# Creating a Master Dataset

To streamline the analysis process, I consolidated multiple data sources into a single, unified master dataset. This ensures all relevant information is available in one place for efficient analysis.

# Importing the Pandas Library

I imported the **Pandas** library, which is essential for data manipulation and analysis. Pandas provides powerful tools for handling datasets, including reading, merging, and exporting data, making it a crucial part of this project.


In [None]:
import pandas as pd  # Import the pandas library for data manipulation and analysis

# Loading Individual Datasets

To begin the data consolidation process, I loaded three separate datasets into individual DataFrames:

1. **Google Clicks**:
   - File Path: `C:\Users\nitin\OneDrive\Documents\Infosys Springboard Internship Files\NitinMishra-Infosys-Nov24\datasets\ProductA_google_clicks.xlsx`
   - Contains data on clicks generated through Google.

2. **Facebook Impressions**:
   - File Path: `C:\Users\nitin\OneDrive\Documents\Infosys Springboard Internship Files\NitinMishra-Infosys-Nov24\datasets\ProductA_fb_impressions.xlsx`
   - Includes impression data from Facebook.

3. **Quantity Data**:
   - File Path: `C:\Users\nitin\OneDrive\Documents\Infosys Springboard Internship Files\NitinMishra-Infosys-Nov24\datasets\ProductA.xlsx`
   - Provides sales-related data for Product A.

Each dataset was read into a Pandas DataFrame using the `read_excel` function, ensuring the data is ready for merging and further processing.

### GIVEN DATA
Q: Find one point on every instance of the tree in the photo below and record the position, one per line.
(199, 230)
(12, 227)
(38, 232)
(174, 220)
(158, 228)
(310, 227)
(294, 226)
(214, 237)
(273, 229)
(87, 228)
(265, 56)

### WHAT TO DO
[a] In the notes on creating a master dataset, which Pandas function was used to read each dataset into a DataFrame?
[b] Reproduce every line of the records word for word.

### TASK-BY-TASK OUTPUTS
[a] The `read_excel` function.

[b]
Q: Find one point on every instance of the tree in the photo below and record the position, one per line.
(199, 230)
(12, 227)
(38, 232)
(174, 220)
(158, 228)
(310, 227)
(294, 226)
(214, 237)
(273, 229)
(87, 228)
(265, 56)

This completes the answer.